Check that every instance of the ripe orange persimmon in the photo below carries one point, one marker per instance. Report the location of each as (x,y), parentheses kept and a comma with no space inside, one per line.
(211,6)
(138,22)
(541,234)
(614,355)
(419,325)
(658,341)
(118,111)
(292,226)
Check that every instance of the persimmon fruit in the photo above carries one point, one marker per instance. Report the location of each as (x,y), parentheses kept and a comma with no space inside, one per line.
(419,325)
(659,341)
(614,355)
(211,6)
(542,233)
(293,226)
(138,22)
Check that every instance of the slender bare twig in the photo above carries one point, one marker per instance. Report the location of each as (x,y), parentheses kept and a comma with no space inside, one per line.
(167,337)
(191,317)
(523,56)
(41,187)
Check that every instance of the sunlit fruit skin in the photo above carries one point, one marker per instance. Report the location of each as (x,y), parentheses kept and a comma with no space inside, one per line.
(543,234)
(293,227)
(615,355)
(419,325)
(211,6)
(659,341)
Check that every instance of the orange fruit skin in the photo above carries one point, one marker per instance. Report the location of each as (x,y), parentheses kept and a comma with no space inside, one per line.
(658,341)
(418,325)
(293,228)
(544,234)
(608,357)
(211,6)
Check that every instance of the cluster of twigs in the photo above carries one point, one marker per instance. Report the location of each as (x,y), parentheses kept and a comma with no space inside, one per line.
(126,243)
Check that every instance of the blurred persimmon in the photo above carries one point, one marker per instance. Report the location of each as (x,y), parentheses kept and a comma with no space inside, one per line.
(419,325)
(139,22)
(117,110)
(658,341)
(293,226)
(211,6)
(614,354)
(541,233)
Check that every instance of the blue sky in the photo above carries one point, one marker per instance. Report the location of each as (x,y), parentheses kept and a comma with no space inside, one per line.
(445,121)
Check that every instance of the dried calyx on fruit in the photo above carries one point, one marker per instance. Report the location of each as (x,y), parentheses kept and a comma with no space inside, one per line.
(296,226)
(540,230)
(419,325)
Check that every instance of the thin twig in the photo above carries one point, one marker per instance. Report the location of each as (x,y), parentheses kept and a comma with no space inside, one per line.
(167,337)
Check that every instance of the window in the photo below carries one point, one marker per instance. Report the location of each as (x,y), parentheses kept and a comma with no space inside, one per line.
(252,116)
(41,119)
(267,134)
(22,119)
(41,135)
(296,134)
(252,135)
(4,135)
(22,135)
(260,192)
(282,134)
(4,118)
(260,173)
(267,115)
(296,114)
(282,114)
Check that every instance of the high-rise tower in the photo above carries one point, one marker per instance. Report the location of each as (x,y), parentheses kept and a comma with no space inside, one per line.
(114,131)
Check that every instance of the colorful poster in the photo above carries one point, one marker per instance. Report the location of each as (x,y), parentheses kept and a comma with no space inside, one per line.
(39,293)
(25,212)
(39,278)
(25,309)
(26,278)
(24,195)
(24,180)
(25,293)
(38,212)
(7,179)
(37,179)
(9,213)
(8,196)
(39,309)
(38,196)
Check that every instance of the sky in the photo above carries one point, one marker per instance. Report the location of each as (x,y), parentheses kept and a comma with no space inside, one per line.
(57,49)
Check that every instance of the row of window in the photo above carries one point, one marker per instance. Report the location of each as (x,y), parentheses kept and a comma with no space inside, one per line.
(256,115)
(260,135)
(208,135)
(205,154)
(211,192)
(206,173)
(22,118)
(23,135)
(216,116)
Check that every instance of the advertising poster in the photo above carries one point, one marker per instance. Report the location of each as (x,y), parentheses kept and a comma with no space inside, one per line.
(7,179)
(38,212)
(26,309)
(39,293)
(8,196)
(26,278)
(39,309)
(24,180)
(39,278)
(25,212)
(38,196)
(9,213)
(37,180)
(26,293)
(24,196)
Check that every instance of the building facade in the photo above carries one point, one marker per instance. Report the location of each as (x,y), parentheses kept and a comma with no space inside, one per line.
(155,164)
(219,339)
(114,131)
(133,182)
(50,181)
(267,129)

__The task__. Once you have read the listing, retype it in full, word for word.

__Written response__.
Check that every instance of the ripe orange persimmon in the photo below carries one point, one marker per instance. Report the location of each as (x,y), parentheses kept and a comma with no space inside, one per line.
(211,6)
(138,22)
(541,234)
(614,355)
(419,325)
(658,341)
(118,111)
(292,226)
Check that every instance of the persimmon fruit in the photo above carries one point, one marker per instance. Report the location of each as (x,y), parentheses kept and a comma with no space inside, one per line.
(419,325)
(659,341)
(614,355)
(211,6)
(542,233)
(293,226)
(138,22)
Check that every instance of the slender bare twig in the photo above carries one point, one marker per instance. Report the location of each as (x,y), parentheses kept and a comma with no space inside, one per line.
(167,337)
(191,317)
(523,56)
(41,187)
Check that every instance of the sunlit fruit skin in the photo above carries one point, one marker per instance. Report the location of each as (x,y), parentheses kept and a comma with no space inside, one per line.
(543,234)
(293,227)
(615,355)
(419,325)
(211,6)
(659,341)
Check that every instance of the orange fruit skin in the photo above carries one point, one marker per instance. Report the location of each as (x,y), parentheses kept and a comma with no space inside, one per line.
(658,341)
(418,325)
(293,228)
(544,234)
(608,357)
(211,6)
Check that every instance of the cluster of twigs in the photo above carries one point, one marker per instance. Report the location of each as (x,y), parentheses kept and a comma with no space inside, one per line.
(126,243)
Check that every instance of the blurred persimmon in the photo above carries one point, one marker per instance. Report the location of each as (x,y), parentheses kept and a comma with no space inside, one per line.
(419,325)
(139,22)
(117,110)
(658,341)
(293,226)
(211,6)
(614,354)
(541,233)
Check that every instance of the blue sky in the photo above carries one point, one marker per instance. Report the location of each as (x,y), parentheses kept and a comma with no space inside, one per line.
(445,121)
Check that every instance of the dried calyx on fruit in the photo above carries one point, one marker per instance. Report the location of each as (x,y), parentheses kept and a comma with no space inside, one per line.
(296,226)
(540,230)
(419,325)
Check that every instance of the thin twig in the photo above carries one point, one marker per instance. Report the location of each as (x,y), parentheses kept and a comma with no space inside, one per line.
(167,337)
Check that every instance of the window in the photo below carries one point, one marker per instance. Report the location of each as (x,y), parentheses kept and a comma with no space inside, one per line.
(252,116)
(41,119)
(267,134)
(22,119)
(41,135)
(296,134)
(252,135)
(4,135)
(22,135)
(260,192)
(282,134)
(4,118)
(260,173)
(267,115)
(296,114)
(282,114)
Check that every instance of the high-rise tower in the photo above carries one point, one marker per instance. Report the location of each as (x,y), parentheses kept and a comma with no space inside, one per line.
(114,131)
Check that every instance of the colorful poster in the photo above carries one point, one marker per instance. Report the location of each as (x,y), parentheses kept and a comma with no space inside, one per line.
(39,293)
(25,212)
(39,278)
(25,309)
(26,278)
(24,195)
(24,180)
(25,293)
(38,212)
(7,179)
(37,179)
(9,213)
(8,196)
(39,309)
(38,196)
Check that every instance of the sky in the photo above carries one point, one marker per instance. Report the location of each as (x,y), parentheses kept and a comma with no space inside, one per line.
(57,49)
Check that every instance of the row of window in the photo above carries one point, one marker per instance. Report the location of each as (x,y), parentheses kept and a comma with no space inside, one per line.
(256,115)
(260,135)
(208,135)
(205,154)
(211,192)
(206,173)
(22,118)
(23,135)
(216,116)
Check that every instance of the advertising poster in the photo above carries one point, one marker per instance. Report the location of each as (x,y), parentheses kept and a comma with no space inside, one per line.
(7,179)
(38,212)
(26,309)
(39,293)
(8,196)
(26,278)
(39,309)
(24,180)
(39,278)
(25,212)
(38,196)
(9,213)
(37,180)
(26,293)
(24,196)
Check that every instance of the building facade in the photo above carries one point, one marker per instance. Report the location of each as (x,y), parentheses kept and a comma with no space inside, one per line.
(155,164)
(219,339)
(114,131)
(133,182)
(50,181)
(267,129)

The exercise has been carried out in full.